-- STORED DATA start --

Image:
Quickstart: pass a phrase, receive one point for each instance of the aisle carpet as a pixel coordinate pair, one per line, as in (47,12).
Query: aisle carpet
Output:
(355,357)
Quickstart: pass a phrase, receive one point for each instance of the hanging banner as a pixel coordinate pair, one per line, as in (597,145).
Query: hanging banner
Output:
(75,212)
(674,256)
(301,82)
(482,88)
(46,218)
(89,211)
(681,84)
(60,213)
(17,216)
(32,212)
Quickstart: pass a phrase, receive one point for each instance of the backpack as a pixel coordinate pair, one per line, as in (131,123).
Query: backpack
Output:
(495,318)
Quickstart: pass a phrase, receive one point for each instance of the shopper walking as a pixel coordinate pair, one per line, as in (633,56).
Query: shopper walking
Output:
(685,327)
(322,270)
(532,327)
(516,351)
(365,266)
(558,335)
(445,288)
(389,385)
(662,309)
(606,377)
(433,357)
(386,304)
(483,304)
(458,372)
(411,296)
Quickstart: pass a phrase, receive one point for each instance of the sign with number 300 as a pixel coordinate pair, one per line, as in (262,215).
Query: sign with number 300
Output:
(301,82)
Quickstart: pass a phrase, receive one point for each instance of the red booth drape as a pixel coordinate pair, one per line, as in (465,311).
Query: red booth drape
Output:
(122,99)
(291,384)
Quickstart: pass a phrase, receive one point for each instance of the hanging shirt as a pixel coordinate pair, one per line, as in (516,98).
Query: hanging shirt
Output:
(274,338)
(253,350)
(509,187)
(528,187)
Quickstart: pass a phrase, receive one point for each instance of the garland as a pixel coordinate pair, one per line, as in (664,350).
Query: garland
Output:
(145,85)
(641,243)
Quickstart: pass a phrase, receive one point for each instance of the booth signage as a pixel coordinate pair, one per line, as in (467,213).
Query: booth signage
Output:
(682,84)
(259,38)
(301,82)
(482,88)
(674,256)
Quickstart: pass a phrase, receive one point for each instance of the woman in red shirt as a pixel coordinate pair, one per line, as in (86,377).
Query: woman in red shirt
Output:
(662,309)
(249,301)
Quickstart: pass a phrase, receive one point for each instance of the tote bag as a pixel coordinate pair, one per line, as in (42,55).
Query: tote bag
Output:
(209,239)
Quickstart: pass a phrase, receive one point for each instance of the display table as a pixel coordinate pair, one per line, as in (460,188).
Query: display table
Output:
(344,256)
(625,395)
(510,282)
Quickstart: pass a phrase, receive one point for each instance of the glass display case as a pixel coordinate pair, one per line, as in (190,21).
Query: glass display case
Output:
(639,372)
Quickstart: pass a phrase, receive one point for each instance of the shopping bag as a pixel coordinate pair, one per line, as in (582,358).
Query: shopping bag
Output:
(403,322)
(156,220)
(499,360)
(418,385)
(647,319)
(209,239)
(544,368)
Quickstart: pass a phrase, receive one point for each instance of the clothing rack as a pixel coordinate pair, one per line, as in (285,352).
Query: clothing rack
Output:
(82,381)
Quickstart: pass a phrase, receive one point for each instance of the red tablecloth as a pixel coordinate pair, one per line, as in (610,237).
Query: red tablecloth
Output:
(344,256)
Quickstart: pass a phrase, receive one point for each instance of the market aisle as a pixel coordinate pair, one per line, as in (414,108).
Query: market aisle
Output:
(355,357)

-- STORED DATA end --

JOB:
Can you shift every answer coordinate by adding 6 to each of its numbers, then rewrite the part of the material that opens with the line containing "as in (610,237)." and runs through the end of the material, requests included?

RESPONSE:
Quickstart: pass a phrase, receive one point for each instance of the red tablecloth as a pixel coordinate pair, one per line, as in (610,237).
Query: red tablecloth
Output:
(350,262)
Quickstart: pass a phrase, receive one point for each instance of the market aisle as a pixel coordinate pair, one per line, as in (414,108).
Query: market aisle
Output:
(361,363)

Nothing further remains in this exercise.